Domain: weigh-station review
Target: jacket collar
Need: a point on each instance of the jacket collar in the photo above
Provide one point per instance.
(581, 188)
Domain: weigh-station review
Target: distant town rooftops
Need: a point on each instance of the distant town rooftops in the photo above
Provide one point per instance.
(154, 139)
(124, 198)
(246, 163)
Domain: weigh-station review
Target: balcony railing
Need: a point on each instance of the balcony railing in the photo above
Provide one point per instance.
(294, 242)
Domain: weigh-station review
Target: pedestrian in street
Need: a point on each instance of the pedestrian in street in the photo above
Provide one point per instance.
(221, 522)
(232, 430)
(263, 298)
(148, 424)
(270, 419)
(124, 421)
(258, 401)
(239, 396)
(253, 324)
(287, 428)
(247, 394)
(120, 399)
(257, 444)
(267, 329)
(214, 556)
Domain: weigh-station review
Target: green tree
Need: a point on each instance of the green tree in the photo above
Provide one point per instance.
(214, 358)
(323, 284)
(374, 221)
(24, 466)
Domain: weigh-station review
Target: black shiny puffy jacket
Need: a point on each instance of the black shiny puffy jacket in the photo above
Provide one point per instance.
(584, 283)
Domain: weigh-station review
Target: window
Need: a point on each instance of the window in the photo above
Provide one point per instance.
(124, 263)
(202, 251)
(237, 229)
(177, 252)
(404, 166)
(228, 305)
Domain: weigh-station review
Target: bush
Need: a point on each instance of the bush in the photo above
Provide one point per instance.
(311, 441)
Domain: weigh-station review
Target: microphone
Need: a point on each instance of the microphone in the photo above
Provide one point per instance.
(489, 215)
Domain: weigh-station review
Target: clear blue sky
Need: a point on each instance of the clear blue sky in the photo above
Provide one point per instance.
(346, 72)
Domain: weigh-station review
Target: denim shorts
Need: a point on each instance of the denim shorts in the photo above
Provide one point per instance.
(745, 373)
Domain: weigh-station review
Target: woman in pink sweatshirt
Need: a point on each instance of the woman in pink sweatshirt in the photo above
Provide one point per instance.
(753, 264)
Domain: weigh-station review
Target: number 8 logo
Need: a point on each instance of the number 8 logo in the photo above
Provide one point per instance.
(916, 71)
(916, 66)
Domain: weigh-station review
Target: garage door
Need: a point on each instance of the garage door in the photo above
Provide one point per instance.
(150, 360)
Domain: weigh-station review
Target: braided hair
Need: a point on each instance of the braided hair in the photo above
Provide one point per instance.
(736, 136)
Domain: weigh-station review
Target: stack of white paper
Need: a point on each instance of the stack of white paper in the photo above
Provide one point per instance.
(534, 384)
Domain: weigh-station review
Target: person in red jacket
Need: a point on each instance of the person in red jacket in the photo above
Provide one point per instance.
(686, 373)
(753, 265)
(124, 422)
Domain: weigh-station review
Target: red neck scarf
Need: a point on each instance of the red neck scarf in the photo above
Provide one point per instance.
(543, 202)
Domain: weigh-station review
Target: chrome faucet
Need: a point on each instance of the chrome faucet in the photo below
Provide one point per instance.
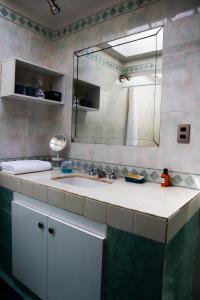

◆ **ASSIGNMENT**:
Every entry above should be returned exactly, with no images included.

◆ **ANSWER BOX**:
Domain: weigh-station review
Target: jacket collar
Need: a point on each instance of the jacket collar in the photo above
Provide one point per instance.
(581, 188)
Domain: weigh-station review
Target: distant town rooftops
Need: a point on each instance of the distant town rooftops in the photo above
Provide one point per instance.
(154, 139)
(124, 198)
(246, 163)
Domain: weigh-station review
Target: balcony railing
Need: a point on each instance of the balcony railing in the photo above
Provide one point per instance.
(294, 242)
Domain: weigh-station review
Target: pedestrian in street
Need: a point on each instance of the pedestrian in street in the photo above
Provide one point per instance.
(221, 522)
(232, 430)
(263, 298)
(148, 424)
(270, 419)
(124, 421)
(258, 401)
(239, 396)
(253, 324)
(287, 428)
(247, 394)
(120, 399)
(257, 444)
(267, 329)
(214, 556)
Domain: weigh-station review
Target: green tree
Need: a point on each instance of the green tree in the photo above
Provide one point per instance.
(214, 358)
(323, 284)
(374, 221)
(24, 466)
Domain: weigh-station review
Target: black shiny puffy jacket
Need: a point on each instance of the black shiny puffy jacket in the photo above
Provide one point per instance.
(584, 283)
Domain: weigh-station review
Target: window
Need: a point on each instance of the window in the photo above
Provide one point per instance.
(124, 263)
(202, 251)
(237, 229)
(177, 252)
(404, 166)
(228, 305)
Domain: weigh-station review
Target: bush
Need: a point on each instance of the bush in the photo above
Provide one point per instance.
(311, 441)
Domain: weigh-station review
Target: microphone
Need: a point on each instance of the microphone in the photo above
Provide one point per instance.
(489, 215)
Domain: weigh-station review
Target: clear blue sky
Need: a point on each instance of the clear blue sky in the photo above
Provide one point per instance.
(346, 72)
Domain: weigh-station review
Target: denim shorts
Need: a point on each instance of the denim shorts in the photo above
Provide one point per instance.
(745, 373)
Domain: weigh-station review
Target: woman in pink sweatshirt
Need: a point on each instance of the woman in pink sweatshirt in the photo above
Provide one point per instance.
(753, 264)
Domain: weigh-station review
Target: number 8 logo
Need: a point on each instance of the number 8 logo in the photo above
Provide one point per instance.
(916, 71)
(916, 66)
Domain: weigh-station review
Target: garage door
Need: a point on each instance of the garage door in the photo above
Provide one point per instance.
(150, 360)
Domain: weigh-station review
Target: braided hair
Need: a point on each instance of the braided hair in the photo above
Provide one point per instance.
(736, 136)
Domain: weigh-station review
Target: stack of white paper
Need: a point on each instance of the stack of white paper in the photo above
Provide one point per instance.
(534, 384)
Domain: weigh-station review
Target: person in red jacket
Need: a point on each instance of the person in red jacket in the photo above
Provide one point per instance.
(686, 373)
(753, 265)
(124, 422)
Domain: weigh-station review
Target: red neck scarf
Need: a point on each instance of the red neck scarf in the photo above
Provide one point per instance.
(543, 202)
Domain: weigh-station review
Target: chrome faucet
Need: a point on each instance of the chrome faucet in the photo below
Provide one point per instance.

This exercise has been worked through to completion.